▶ **WRITTEN INSTRUCTION**
Please state how many lines in the items below contain the string "table", with case counting. Give only the number.

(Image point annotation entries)
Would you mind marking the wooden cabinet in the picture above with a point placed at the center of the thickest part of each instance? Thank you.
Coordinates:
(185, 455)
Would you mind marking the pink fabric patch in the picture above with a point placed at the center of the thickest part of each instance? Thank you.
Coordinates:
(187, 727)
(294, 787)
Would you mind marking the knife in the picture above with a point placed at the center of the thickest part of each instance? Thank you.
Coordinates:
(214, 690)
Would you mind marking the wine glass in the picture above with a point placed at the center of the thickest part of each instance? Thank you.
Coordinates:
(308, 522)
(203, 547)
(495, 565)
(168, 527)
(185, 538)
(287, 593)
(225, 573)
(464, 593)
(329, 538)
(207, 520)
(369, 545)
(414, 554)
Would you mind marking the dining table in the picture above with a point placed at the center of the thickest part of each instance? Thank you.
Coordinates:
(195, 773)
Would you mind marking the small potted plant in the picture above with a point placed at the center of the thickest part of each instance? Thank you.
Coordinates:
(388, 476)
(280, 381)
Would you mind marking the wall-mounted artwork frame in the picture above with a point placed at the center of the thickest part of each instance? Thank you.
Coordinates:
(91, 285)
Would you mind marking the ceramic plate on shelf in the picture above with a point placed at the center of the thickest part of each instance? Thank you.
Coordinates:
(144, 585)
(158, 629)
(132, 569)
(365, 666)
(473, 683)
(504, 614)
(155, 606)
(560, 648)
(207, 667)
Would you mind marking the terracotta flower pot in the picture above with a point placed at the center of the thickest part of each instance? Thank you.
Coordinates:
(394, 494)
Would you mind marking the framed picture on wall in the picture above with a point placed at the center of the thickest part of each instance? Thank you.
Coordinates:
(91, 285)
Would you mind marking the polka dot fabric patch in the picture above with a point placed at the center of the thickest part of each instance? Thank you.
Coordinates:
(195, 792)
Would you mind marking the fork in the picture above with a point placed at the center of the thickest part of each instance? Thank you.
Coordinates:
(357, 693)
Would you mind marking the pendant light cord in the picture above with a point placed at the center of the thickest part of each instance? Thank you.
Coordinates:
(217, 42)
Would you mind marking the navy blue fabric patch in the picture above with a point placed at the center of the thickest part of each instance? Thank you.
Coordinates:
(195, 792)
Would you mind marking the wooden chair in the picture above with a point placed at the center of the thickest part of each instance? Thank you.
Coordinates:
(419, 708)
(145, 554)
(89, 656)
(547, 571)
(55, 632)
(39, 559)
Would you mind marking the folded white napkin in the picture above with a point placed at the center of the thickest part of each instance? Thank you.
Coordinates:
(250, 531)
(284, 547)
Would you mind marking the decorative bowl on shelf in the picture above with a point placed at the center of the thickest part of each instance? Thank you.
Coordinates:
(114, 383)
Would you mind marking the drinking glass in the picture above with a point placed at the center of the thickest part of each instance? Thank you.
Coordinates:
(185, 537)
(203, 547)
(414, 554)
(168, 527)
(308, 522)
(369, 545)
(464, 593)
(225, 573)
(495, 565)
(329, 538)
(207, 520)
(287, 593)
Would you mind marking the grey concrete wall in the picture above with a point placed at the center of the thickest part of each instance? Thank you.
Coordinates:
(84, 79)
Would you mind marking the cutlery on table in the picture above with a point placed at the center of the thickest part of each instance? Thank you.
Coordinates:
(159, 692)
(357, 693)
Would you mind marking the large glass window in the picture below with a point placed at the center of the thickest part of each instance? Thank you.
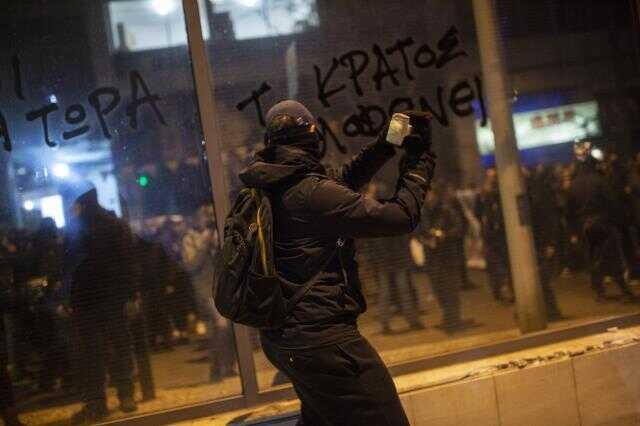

▶ **WRITTEN SOLUTION**
2